◆ **SOURCE**:
□ □ □ □

On Thu, 2014-06-12 at 16:11 +0200, Miloslav Trmač wrote:
2014-06-12 16:03 GMT+02:00 Stephen Gallagher
<sgallagh(a)redhat.com>:
> On 06/11/2014 10:16 PM, Simo Sorce wrote:
> > Btw, I am not sure I understand why a crash would be resolved by a
> > deploy, there is quite a difference between an error in deploying
> > and a runtime error a while after successfully deployed.
> >
>
> That's a case where resetError() is the more likely answer (or a
> package update fixing the crash bug). I can add a separate Crashed
> state if you really want it, but it seems superfluous to me.
>
I’d rather not; by my yardstick of “would the user treat the system
differently in the two states?”, there is no difference between
{crashed,failed with an error message} {while starting {for the first time,
for the $Nth time}, after successful start and running fo some time}: the
next thing to do is to review any logs applicable, and the ways to remedy
are to either change the configuration (resetError()), to update to a fixed
version (vaguely ~deploy), or to repair a truly broken system (e.g.
lost/corrupted files) by manual action we aren‘t making easier.
It seem you consider the system is always unavailable after a crash but
that is not the case with monitored daemons that are automatically
restarted. You certainly may want to be notified but if the service is
running (once the daemon has been automatically restarted) then there is
no error state to really fix (of course you want to eventually update
packages, but it may take quite a while before updates are available).
Simo.
--
Simo Sorce * Red Hat, Inc * New York

□ □ □ □

◆ **DATA PROVIDED**:
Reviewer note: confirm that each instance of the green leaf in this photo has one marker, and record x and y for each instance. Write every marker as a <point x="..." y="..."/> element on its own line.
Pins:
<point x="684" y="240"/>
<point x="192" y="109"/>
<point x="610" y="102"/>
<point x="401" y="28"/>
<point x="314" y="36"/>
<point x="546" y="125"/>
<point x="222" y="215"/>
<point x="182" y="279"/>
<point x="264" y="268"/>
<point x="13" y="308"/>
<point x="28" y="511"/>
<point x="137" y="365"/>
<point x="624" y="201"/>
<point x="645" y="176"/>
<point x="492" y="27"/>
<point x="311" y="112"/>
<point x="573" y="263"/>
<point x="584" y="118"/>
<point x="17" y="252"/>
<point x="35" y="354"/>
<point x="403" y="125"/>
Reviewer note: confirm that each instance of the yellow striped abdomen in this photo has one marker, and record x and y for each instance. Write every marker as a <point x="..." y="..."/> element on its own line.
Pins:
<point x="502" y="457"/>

□ □ □ □

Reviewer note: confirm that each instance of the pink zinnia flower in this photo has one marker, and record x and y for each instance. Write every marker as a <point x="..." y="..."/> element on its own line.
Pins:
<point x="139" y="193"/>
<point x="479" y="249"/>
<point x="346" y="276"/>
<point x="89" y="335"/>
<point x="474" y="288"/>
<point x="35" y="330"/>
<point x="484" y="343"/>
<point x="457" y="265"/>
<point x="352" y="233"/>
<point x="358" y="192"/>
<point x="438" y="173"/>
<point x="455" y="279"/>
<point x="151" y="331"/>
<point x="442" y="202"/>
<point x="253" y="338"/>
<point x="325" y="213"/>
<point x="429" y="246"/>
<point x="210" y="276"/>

□ □ □ □

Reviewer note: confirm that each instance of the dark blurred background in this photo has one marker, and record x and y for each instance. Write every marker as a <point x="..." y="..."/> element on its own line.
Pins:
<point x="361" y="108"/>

□ □ □ □

◆ **JOBS**:
1) Return, word for word, the part of the thread above that opens with the words containing "It seem you" and closes with "updates are available).".
2) In the thread above, what separate state is offered as an addition and then called superfluous?
3) Translate this sentence from the thread into Spanish: "I can add a separate Crashed state if you really want it, but it seems superfluous to me."

◆ **SOLUTION LIST**:
1)
It seem you consider the system is always unavailable after a crash but
that is not the case with monitored daemons that are automatically
restarted. You certainly may want to be notified but if the service is
running (once the daemon has been automatically restarted) then there is
no error state to really fix (of course you want to eventually update
packages, but it may take quite a while before updates are available).

2) A separate Crashed state.

3) Puedo agregar un estado Crashed separado si realmente lo quieres, pero me parece superfluo.